Exercise: What you return must be every line from the beginning of the data through the line holding "Target: bare soil area", unchanged.
- Opening Delimiter -
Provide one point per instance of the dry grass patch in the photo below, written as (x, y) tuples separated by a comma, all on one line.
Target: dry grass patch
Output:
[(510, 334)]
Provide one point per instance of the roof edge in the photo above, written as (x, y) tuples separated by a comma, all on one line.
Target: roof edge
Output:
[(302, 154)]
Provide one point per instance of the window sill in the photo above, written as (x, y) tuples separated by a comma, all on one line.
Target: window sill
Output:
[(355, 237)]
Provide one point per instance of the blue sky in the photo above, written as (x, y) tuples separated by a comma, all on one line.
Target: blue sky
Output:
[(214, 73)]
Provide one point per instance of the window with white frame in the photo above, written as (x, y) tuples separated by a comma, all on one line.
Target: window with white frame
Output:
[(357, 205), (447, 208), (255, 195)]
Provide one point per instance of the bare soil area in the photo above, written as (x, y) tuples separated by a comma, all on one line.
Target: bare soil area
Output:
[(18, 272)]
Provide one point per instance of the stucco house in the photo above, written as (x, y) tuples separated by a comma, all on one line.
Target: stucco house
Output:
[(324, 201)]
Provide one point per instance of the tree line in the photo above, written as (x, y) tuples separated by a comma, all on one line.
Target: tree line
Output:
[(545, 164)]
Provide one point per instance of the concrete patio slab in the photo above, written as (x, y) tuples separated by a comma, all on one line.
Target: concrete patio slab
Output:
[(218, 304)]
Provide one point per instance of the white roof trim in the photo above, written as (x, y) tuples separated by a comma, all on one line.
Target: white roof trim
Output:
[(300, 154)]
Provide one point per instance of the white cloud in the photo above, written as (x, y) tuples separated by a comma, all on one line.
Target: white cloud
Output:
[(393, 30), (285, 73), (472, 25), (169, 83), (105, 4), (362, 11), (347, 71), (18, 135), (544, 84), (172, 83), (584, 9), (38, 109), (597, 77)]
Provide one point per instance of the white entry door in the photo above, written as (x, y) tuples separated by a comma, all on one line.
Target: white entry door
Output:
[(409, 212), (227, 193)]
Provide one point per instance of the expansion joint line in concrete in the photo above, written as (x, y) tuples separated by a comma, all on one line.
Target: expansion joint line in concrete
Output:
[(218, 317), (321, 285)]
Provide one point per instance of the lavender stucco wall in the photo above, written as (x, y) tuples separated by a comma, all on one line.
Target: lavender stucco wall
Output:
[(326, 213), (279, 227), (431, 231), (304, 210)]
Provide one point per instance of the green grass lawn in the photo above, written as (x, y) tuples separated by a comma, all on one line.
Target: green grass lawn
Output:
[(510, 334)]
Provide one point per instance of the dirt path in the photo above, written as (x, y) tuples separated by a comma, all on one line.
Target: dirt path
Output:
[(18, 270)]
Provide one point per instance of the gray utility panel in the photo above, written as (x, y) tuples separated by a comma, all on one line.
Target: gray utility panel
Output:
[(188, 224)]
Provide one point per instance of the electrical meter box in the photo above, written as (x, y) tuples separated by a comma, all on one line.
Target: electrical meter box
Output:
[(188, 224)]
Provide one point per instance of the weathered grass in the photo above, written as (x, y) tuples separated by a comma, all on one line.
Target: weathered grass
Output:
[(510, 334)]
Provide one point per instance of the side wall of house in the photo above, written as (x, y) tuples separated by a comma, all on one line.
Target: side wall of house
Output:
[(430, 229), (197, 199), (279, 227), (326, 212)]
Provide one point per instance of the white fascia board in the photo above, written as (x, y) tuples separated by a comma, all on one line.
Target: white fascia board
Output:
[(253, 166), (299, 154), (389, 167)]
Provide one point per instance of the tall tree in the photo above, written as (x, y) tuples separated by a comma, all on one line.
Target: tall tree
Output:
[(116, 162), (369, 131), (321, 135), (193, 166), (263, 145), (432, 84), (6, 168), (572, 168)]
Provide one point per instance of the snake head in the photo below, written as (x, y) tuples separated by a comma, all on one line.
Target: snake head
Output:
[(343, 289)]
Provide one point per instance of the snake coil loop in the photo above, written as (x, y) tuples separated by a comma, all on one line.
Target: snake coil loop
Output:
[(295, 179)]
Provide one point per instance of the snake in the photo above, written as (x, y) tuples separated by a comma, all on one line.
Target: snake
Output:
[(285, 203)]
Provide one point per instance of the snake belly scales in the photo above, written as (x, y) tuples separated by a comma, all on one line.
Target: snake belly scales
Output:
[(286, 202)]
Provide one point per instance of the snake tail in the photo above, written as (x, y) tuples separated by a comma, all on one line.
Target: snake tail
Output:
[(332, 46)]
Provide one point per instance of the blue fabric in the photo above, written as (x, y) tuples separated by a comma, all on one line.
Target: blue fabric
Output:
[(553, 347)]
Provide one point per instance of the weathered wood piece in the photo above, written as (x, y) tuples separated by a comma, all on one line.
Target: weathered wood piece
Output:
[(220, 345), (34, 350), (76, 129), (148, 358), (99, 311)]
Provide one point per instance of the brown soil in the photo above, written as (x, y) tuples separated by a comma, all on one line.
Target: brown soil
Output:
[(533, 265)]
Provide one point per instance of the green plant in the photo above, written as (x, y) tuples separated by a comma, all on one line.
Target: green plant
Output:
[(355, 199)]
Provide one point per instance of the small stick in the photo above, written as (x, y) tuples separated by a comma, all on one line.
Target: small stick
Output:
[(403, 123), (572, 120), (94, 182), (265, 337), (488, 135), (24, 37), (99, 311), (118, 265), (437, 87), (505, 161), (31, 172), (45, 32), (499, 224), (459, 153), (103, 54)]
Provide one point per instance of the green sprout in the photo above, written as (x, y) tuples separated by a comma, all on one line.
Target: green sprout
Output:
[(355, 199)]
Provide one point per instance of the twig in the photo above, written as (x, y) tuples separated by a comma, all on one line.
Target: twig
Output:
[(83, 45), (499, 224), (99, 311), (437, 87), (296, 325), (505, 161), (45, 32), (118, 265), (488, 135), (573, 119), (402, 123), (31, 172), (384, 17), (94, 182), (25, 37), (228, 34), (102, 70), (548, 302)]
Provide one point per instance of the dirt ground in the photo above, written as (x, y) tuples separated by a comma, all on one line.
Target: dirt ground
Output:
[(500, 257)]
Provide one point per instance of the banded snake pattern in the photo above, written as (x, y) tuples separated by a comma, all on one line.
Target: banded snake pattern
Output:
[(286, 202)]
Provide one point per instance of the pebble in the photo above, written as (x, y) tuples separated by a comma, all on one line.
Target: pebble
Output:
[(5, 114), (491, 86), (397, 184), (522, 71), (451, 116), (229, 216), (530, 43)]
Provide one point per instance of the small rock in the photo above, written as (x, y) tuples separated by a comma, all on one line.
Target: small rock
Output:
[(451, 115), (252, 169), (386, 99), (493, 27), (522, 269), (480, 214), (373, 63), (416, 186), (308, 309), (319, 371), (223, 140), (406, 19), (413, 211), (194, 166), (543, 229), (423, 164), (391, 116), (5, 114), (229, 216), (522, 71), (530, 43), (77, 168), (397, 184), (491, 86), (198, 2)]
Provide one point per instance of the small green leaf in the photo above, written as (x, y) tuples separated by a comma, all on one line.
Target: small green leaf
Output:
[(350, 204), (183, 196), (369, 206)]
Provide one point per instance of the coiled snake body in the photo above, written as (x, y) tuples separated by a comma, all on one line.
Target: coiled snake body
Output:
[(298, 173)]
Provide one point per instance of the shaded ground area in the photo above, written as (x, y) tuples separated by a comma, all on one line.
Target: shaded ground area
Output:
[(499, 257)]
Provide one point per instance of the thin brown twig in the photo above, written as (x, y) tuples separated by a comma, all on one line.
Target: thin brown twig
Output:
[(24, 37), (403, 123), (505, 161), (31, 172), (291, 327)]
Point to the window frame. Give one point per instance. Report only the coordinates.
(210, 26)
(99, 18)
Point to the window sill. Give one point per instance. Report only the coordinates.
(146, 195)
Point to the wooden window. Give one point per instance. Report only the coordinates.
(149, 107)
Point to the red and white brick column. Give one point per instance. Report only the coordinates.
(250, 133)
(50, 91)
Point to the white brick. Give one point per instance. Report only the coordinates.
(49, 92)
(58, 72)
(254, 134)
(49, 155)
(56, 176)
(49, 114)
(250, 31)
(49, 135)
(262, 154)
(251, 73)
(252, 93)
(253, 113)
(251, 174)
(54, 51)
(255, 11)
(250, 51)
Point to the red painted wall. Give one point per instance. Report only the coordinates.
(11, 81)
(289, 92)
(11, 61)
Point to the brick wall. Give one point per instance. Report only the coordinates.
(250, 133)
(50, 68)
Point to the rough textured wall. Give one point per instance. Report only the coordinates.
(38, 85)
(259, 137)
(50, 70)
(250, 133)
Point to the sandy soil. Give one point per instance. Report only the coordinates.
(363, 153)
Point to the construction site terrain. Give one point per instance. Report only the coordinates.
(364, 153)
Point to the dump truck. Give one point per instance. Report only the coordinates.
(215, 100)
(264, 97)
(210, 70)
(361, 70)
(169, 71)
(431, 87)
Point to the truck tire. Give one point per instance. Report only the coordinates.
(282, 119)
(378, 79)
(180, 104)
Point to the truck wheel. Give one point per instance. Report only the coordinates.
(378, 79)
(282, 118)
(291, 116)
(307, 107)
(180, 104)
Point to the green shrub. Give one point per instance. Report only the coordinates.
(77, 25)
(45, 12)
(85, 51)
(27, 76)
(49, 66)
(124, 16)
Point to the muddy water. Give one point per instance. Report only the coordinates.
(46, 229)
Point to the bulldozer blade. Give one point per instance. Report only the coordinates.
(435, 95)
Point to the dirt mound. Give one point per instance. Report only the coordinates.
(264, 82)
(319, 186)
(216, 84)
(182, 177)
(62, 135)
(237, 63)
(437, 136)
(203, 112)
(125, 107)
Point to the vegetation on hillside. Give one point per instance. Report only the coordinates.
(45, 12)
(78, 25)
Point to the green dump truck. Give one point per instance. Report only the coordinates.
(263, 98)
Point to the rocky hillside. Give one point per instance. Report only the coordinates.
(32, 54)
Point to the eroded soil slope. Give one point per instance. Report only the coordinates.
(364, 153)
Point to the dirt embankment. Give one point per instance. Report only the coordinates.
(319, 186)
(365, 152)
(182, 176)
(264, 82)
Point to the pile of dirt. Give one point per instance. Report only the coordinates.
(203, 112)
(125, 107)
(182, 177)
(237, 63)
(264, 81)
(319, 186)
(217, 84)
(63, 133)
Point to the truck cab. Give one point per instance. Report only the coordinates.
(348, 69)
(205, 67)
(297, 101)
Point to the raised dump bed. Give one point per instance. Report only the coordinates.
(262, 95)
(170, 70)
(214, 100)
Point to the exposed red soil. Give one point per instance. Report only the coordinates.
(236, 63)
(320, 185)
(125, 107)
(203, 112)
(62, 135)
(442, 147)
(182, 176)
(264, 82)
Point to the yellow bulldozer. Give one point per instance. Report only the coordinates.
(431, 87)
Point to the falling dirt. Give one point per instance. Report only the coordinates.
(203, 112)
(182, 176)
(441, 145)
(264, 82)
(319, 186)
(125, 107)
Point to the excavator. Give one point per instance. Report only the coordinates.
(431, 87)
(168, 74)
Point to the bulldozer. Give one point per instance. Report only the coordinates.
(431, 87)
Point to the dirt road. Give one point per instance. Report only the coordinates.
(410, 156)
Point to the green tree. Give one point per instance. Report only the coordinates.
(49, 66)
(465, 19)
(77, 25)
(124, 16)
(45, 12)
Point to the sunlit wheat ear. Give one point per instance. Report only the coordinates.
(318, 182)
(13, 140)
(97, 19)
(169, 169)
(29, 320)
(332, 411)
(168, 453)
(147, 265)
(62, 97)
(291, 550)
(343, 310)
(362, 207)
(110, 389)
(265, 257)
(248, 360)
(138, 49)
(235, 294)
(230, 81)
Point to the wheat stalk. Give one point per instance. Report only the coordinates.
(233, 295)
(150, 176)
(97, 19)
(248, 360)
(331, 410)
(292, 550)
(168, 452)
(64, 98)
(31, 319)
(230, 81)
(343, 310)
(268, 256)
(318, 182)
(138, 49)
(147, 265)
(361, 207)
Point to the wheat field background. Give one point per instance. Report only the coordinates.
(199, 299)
- Closing Delimiter -
Answer area:
Provide one point per instance of the dry grass patch in the photo below, written as (x, y) tuples separated by a comma, all on one line.
Target: dry grass patch
Output:
[(510, 334)]
Provide one point per instance of the roof edge in the photo above, written as (x, y) tuples separated by a comma, all on one line.
Target: roof edge
Output:
[(302, 154)]
Provide one point per instance of the window sill in the photo above, written as (x, y) tuples separated by a comma, all on one line.
Target: window sill
Output:
[(355, 237)]
Provide one point per instance of the blue sky in the photo above, written as (x, y) tuples separated by a comma, all on one line.
Target: blue sky
Output:
[(214, 73)]
Provide one point per instance of the window with white frame in the photo above, written as (x, y) tuples separated by a comma, all on one line.
Target: window with white frame
Output:
[(357, 205), (447, 208), (255, 195)]
Provide one point per instance of the bare soil area in the photo above, written as (x, y) tuples separated by a comma, all on one line.
Target: bare soil area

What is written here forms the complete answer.